„Faust and Mephisto“ von Eugène Delacroix (1826-27). The Wallace Collection (London).

Deutschlands Pakt mit dem Teufel

In Goethes berühmtem Faust gibt der deutsche Dichter seine Meinung kund, Papiergeld sei eine Fortsetzung der Alchemie mit anderen Mitteln. Diese Sichtweise, so der Berlin-Korrespondent der Irish Times, ist in Deutschlands aktueller Haltung bezüglich der Eurokrise ganz klar zu erkennen.

Veröffentlicht am 14 Dezember 2012 um 17:21
„Faust and Mephisto“ von Eugène Delacroix (1826-27). The Wallace Collection (London).

Für jemanden, der sich schwer damit täte, Deutschlands Verhältnis zum Geld und zu den Schulden in der Eurokrise zu begreifen, führen alle Wege nach Frankfurt.
Deutschlands Finanzhauptstadt ist nicht nur der Sitz von zwei Zentralbanken – der deutschen Bundesbank und der Europäischen Zentralbank – sondern dort steht im Schatten des EZB-Turms auch ein gelber Barockbau. Hier kam 1749 das deutsche Literaturgenie Johann Wolfgang von Goethe zur Welt.

════════════════

AUFGABENSTELLUNG:
1. Schreiben Sie aus dem Textauszug die Stelle ab, die mit „Deutschlands Pakt mit“ beginnt und bis einschließlich „Goethe zur Welt.“ reicht.
2. Beantworten Sie anhand des Textauszugs:
(a) In welchem Jahr wurde Goethe geboren?
(b) Welche beiden Zentralbanken haben ihren Sitz in Frankfurt?
(c) Für welche Zeitung arbeitet der Berlin-Korrespondent?
Das Material unten steht in keinem Zusammenhang mit dem Textauszug.

DATENTEIL:

════════════════

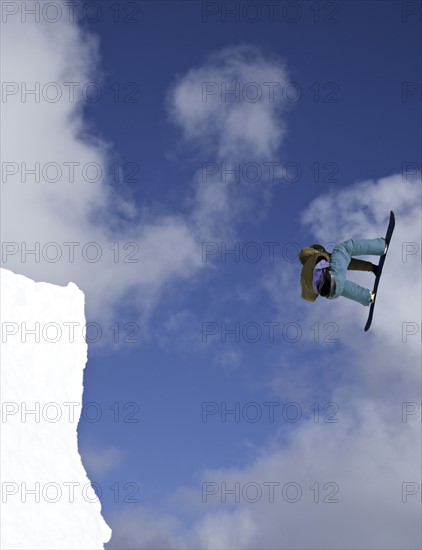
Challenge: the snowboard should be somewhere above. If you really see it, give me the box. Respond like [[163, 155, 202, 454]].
[[364, 211, 396, 332]]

════════════════

LÖSUNGEN:
1.
Deutschlands Pakt mit dem Teufel

In Goethes berühmtem Faust gibt der deutsche Dichter seine Meinung kund, Papiergeld sei eine Fortsetzung der Alchemie mit anderen Mitteln. Diese Sichtweise, so der Berlin-Korrespondent der Irish Times, ist in Deutschlands aktueller Haltung bezüglich der Eurokrise ganz klar zu erkennen.

Veröffentlicht am 14 Dezember 2012 um 17:21
„Faust and Mephisto“ von Eugène Delacroix (1826-27). The Wallace Collection (London).

Für jemanden, der sich schwer damit täte, Deutschlands Verhältnis zum Geld und zu den Schulden in der Eurokrise zu begreifen, führen alle Wege nach Frankfurt.
Deutschlands Finanzhauptstadt ist nicht nur der Sitz von zwei Zentralbanken – der deutschen Bundesbank und der Europäischen Zentralbank – sondern dort steht im Schatten des EZB-Turms auch ein gelber Barockbau. Hier kam 1749 das deutsche Literaturgenie Johann Wolfgang von Goethe zur Welt.

2.
(a) 1749
(b) Die deutsche Bundesbank und die Europäische Zentralbank
(c) Für die Irish Times